Exercise description. Copy out every line below word for word, leaving the pictures out of your answer.

Given data.
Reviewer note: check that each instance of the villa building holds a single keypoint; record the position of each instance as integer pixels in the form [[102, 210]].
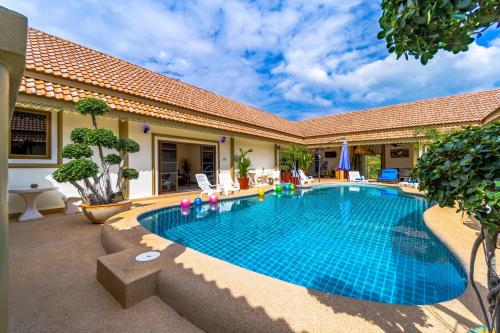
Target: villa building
[[174, 121]]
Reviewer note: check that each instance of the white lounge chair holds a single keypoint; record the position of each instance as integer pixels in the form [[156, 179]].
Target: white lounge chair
[[275, 176], [354, 176], [205, 185], [304, 179], [227, 184], [255, 179]]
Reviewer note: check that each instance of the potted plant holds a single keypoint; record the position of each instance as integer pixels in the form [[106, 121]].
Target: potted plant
[[101, 199], [244, 165], [294, 157]]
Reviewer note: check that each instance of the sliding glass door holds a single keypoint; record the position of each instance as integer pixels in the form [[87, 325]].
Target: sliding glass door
[[167, 166]]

Written solution.
Reviewer note: check that each instance of the villa building holds a single keypoint; record the position of each instance as integer pixels in the form [[102, 210]].
Target: villa building
[[174, 121]]
Reviewer note: check that each instance of the white lounge chair holds a single keypoint; record the position of each instance as integer pixels in the form [[156, 179]].
Target: white lounge chair
[[275, 176], [354, 176], [205, 185], [304, 179], [227, 184], [255, 179]]
Reviewer note: check that each instance of the potted plant holds a single keypoint; record the position of each instance as integer pixels in the form [[106, 121]].
Target: potted plant
[[101, 199], [244, 165], [294, 157]]
Reviewer note: check that each instance of the sliding glass door holds a single keypoint; record the position of each instance as integer pixels in the form [[87, 325]].
Target: sliding glass door
[[167, 166]]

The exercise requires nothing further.